## RECORD EXTRACTS
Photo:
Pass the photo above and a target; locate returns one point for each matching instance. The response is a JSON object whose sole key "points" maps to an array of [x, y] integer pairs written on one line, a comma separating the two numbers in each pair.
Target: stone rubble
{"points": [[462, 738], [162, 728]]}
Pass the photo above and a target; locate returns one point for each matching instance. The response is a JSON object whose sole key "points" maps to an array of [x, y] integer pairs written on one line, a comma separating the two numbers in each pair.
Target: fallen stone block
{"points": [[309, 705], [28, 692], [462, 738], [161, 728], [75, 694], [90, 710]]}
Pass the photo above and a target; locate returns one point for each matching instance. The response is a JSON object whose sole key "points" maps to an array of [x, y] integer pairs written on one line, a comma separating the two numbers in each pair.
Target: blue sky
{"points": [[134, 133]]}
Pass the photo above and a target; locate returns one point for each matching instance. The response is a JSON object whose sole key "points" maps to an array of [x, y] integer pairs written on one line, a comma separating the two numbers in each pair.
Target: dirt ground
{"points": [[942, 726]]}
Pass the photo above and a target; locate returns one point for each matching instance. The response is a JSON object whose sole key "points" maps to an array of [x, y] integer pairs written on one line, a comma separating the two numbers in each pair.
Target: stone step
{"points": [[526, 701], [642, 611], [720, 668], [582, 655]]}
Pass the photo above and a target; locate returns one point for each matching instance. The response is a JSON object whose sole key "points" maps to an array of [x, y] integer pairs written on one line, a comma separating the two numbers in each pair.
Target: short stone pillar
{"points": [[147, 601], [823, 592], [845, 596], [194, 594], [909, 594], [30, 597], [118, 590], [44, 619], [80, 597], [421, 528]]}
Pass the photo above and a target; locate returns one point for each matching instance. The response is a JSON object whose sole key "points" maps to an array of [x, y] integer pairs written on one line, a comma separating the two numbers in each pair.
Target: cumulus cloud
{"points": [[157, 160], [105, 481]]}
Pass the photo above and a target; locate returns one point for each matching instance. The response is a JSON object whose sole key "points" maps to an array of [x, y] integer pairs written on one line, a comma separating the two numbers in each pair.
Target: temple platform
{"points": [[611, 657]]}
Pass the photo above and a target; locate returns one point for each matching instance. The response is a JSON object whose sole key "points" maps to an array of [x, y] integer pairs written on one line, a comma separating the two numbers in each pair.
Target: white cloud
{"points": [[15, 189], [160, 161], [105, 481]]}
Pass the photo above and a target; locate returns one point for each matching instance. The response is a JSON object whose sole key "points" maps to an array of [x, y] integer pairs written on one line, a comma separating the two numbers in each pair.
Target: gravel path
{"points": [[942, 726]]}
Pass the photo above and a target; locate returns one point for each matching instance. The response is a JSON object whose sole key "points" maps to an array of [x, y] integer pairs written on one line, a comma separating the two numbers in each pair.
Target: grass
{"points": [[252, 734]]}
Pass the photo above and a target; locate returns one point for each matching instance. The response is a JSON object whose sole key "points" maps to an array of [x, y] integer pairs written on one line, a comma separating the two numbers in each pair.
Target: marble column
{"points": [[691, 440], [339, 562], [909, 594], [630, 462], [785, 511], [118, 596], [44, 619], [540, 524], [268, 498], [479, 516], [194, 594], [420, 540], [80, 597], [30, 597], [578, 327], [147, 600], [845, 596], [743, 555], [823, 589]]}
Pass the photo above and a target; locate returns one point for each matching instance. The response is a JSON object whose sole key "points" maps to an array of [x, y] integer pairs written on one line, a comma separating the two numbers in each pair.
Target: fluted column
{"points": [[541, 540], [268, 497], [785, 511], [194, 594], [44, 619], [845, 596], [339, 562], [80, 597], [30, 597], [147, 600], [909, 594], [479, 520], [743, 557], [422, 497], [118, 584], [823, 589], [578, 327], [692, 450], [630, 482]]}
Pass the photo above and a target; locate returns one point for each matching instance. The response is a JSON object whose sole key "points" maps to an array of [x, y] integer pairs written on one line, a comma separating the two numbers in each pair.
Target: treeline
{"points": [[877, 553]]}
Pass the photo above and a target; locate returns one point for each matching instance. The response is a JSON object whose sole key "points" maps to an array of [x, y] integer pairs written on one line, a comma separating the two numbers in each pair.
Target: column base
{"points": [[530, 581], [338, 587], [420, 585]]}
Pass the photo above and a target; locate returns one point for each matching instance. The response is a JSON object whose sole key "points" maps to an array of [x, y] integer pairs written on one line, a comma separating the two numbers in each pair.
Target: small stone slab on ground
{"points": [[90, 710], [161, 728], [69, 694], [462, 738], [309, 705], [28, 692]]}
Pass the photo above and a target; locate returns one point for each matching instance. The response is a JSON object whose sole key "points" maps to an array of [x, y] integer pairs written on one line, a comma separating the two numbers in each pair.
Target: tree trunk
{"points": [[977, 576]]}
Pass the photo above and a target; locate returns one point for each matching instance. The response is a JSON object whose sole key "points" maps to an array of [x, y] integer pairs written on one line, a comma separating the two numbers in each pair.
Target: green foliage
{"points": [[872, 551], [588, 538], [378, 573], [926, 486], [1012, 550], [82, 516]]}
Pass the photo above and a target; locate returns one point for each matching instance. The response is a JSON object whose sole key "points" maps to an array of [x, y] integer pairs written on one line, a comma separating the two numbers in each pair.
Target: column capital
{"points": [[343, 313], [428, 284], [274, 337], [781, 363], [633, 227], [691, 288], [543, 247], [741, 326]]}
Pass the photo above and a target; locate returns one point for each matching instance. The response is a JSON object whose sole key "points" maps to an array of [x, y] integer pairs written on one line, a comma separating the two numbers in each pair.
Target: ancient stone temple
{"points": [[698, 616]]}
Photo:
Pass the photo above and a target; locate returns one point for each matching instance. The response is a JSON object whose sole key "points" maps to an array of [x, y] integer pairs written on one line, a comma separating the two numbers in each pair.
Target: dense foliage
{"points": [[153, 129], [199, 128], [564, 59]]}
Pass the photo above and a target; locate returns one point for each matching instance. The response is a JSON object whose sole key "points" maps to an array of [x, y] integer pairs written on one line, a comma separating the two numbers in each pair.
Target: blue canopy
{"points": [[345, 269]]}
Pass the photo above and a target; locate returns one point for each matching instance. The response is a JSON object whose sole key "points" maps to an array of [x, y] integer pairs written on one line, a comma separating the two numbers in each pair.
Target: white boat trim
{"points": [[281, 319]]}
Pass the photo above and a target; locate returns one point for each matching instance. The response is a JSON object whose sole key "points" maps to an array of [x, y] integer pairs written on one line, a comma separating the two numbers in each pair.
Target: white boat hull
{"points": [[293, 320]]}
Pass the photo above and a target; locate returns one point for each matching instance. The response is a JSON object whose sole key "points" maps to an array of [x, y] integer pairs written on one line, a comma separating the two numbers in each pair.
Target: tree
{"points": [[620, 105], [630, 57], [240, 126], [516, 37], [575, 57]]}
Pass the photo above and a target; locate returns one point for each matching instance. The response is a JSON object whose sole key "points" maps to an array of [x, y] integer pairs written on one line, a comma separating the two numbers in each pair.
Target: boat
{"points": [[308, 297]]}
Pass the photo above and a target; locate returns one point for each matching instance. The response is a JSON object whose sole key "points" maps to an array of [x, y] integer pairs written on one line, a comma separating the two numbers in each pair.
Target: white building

## EXERCISE INSTRUCTIONS
Give back the entries exactly. Omit none of them.

## ANSWER SPACE
Photo:
Pass the photo above and a target; locate returns one point for each matching instance. The response is a JSON object whose sole key "points" maps to an array of [x, y] integer pairs written on one line, a comma separating the two numbers in each pair.
Target: stone rubble
{"points": [[462, 738], [162, 728]]}
Pass the photo above and a target; locate returns one point for each matching instance. The response is a JSON object whose sole key "points" maps to an array of [x, y] integer pairs written on one line, a comma separating the two numbers in each pair.
Target: fallen stone block
{"points": [[309, 705], [28, 692], [462, 738], [161, 728], [75, 694], [90, 710]]}
Pass the photo above and a target; locate returns one point for each matching instance. The response is a JSON object whose sole key "points" maps to an array of [x, y] integer pairs written on one line, a comma separating the two numbers in each pair.
Target: blue sky
{"points": [[134, 133]]}
Pass the photo above and a target; locate returns one point for each matching instance. The response is a JSON object whose sole key "points" maps to an array of [x, y] integer pairs written on one line, a comma separating the two numbers in each pair.
Target: dirt ground
{"points": [[942, 726]]}
Pass the photo above and a target; locate returns one point for each matching instance. The response is a JSON object whose sole key "points" maps to an array of [x, y] integer pairs written on one line, a comma separating the two numbers in each pair.
Target: stone step
{"points": [[526, 701], [642, 611], [720, 668], [582, 655]]}
Pass the photo above and a target; locate returns one point for each matching instance. The response is a JSON object whose sole key "points" maps to an array of [x, y] integer pairs written on one line, a comma separating the two numbers in each pair.
Target: short stone pillar
{"points": [[147, 601], [823, 592], [845, 596], [194, 594], [909, 594], [30, 597], [118, 590], [44, 619], [80, 597], [421, 528]]}
Pass the photo above and a target; locate returns one point for each matching instance. The response is a JSON object whose sole key "points" maps to an array of [x, y] integer pairs written on one line, a comma separating the two numbers in each pair.
Target: cumulus cloud
{"points": [[157, 160], [105, 481]]}
Pass the photo above and a target; locate returns one point for each matching instance. The response is a JSON object whose sole key "points" maps to an array of [x, y] integer pairs written on one line, a comma separating the two numbers in each pair.
Target: temple platform
{"points": [[611, 657]]}
Pass the photo above and a target; locate returns one point for each matching instance. The response is a JSON object whose sole key "points" maps to an array of [x, y] integer pairs written on one line, a comma separating the two numbers in each pair.
Target: white cloud
{"points": [[15, 189], [160, 161], [105, 481]]}
Pass the photo above and a target; locate returns one point for each matching instance. The response is a JSON object whose sole key "points" maps to an array of [x, y] integer pairs written on one line, a comma separating the two numbers in each pair.
Target: gravel path
{"points": [[942, 726]]}
Pass the photo above and a target; locate returns one point for each matching instance. The response is a JSON object whose sole key "points" maps to an array of [x, y] integer pairs written on one line, a comma separating the two numbers in each pair.
Target: grass
{"points": [[252, 734]]}
Pass the photo above and a target; locate returns one point for each matching instance. The response is a JSON object whose sole key "points" maps to an array of [x, y] integer pairs written on one line, a comma separating the two numbers in each pair.
Target: marble column
{"points": [[691, 440], [339, 562], [909, 594], [630, 462], [785, 511], [118, 596], [44, 619], [540, 524], [268, 498], [479, 516], [194, 594], [420, 540], [80, 597], [30, 597], [578, 327], [147, 600], [845, 596], [743, 555], [823, 589]]}
Pass the photo above and a target; locate returns one point for each matching instance. The response is a JSON object whose sole key "points" maps to an array of [x, y] integer pairs written on one line, a comma separating the two numbers in each pair.
Target: fluted column
{"points": [[541, 540], [268, 497], [785, 511], [194, 594], [44, 619], [845, 596], [339, 562], [80, 597], [30, 597], [147, 600], [909, 594], [479, 520], [743, 557], [422, 497], [118, 584], [823, 589], [578, 327], [692, 450], [630, 482]]}
Pass the photo above and a target; locate returns one point for each matching instance. The response is a JSON object whose sole key "points" maps to an array of [x, y] integer pairs written on one line, a comma separating the two numbers in each pair.
Target: treeline
{"points": [[877, 553]]}
Pass the photo above and a target; locate returns one point for each matching instance. The response is a JSON object whose sole key "points" maps to an array of [x, y] integer pairs written on one line, a comma separating the two numbers in each pair.
Target: column base
{"points": [[530, 581], [338, 587], [420, 585]]}
Pass the photo above and a target; locate returns one point for each matching instance. The response is a JSON object whose sole key "points" maps to an array of [x, y] integer pairs written on one line, a comma separating the two numbers in each pair.
Target: small stone slab on ground
{"points": [[90, 710], [161, 728], [69, 694], [462, 738], [309, 705], [28, 692]]}
Pass the photo above and a target; locate returns one point for each matching instance. The response is a JSON object whose sole key "points" maps to an array of [x, y] integer pairs written on one line, a comma separating the two numbers in each pair.
Target: tree trunk
{"points": [[977, 576]]}
Pass the photo above and a target; locate returns one point for each matching instance. The response is a JSON object whose sole key "points" maps to an array of [x, y] integer pairs written on one line, a comma separating the two numbers in each pair.
Target: green foliage
{"points": [[872, 551], [588, 538], [378, 573], [926, 486], [1012, 550], [82, 516]]}
Pass the photo above and a target; locate returns one point for each matching instance. The response is a JSON object whose sole key "points" maps to an array of [x, y] integer pairs written on one line, a comma separating the two numbers in each pair.
Target: column capital
{"points": [[343, 313], [428, 284], [274, 337], [781, 363], [633, 227], [691, 288], [543, 247], [741, 326]]}
Pass the photo above and a target; locate returns one point for each matching instance. The response is a JSON object whose sole key "points" maps to an array of [x, y] integer pairs written on one line, a comma separating the two numbers in each pair.
Target: ancient stone temple
{"points": [[698, 616]]}
Photo:
Pass the photo above and a target; locate returns one point for each matching instance. The response is a JSON object whose sole key "points" maps to an array of [x, y] integer pairs written on one line, a comma separating the two numbers in each pair.
Target: dense foliage
{"points": [[153, 129], [199, 128], [564, 59]]}
Pass the photo above and a target; locate returns one point for each matching instance. The response is a JSON object whose sole key "points" maps to an array of [x, y] integer pairs written on one line, a comma separating the two numbers in each pair.
Target: blue canopy
{"points": [[345, 269]]}
Pass the photo above and a target; locate returns one point for each matching instance. The response is a JSON object whose sole key "points" maps to an array of [x, y] integer pairs written on one line, a comma separating the two numbers in each pair.
Target: white boat trim
{"points": [[281, 319]]}
Pass the photo above and a target; locate returns one point for each matching instance. The response is a JSON object whose sole key "points" maps to an array of [x, y] integer pairs written on one line, a comma separating the two numbers in each pair.
Target: white boat hull
{"points": [[293, 320]]}
Pass the photo above and a target; locate returns one point for each matching instance. The response is a JSON object whose sole key "points" maps to an array of [x, y] integer pairs written on one line, a comma separating the two numbers in each pair.
Target: tree
{"points": [[620, 105], [630, 57], [240, 126], [516, 37], [575, 57]]}
Pass the photo above and a target; locate returns one point for each matching instance. The response is a JSON object whose sole key "points" maps to an array of [x, y] integer pairs written on one line, a comma separating the two numbers in each pair.
Target: boat
{"points": [[308, 297]]}
Pass the photo above and a target; locate returns one point for each matching instance. The response is a JSON object whose sole key "points" maps to an array of [x, y] integer pairs written on one line, a comma separating the two numbers in each pair.
Target: white building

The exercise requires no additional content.